*TASK STATEMENT:*
Reproduce the entries exactly. Omit none of them.

*Dataset items:*
= = = = =
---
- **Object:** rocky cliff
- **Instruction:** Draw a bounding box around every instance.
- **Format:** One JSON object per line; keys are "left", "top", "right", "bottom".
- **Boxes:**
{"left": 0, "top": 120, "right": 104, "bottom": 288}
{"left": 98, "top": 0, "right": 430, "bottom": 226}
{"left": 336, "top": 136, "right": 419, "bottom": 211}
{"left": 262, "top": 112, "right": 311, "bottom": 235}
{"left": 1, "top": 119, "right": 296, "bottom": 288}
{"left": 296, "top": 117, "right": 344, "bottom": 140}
= = = = =
*WRITTEN ANSWER:*
---
- **Object:** rocky cliff
- **Instruction:** Draw a bounding box around every instance.
- **Format:** One JSON object per line; keys are "left", "top", "right", "bottom".
- **Boxes:**
{"left": 0, "top": 120, "right": 104, "bottom": 288}
{"left": 98, "top": 0, "right": 430, "bottom": 226}
{"left": 336, "top": 136, "right": 419, "bottom": 211}
{"left": 262, "top": 112, "right": 311, "bottom": 235}
{"left": 1, "top": 119, "right": 296, "bottom": 288}
{"left": 296, "top": 117, "right": 344, "bottom": 140}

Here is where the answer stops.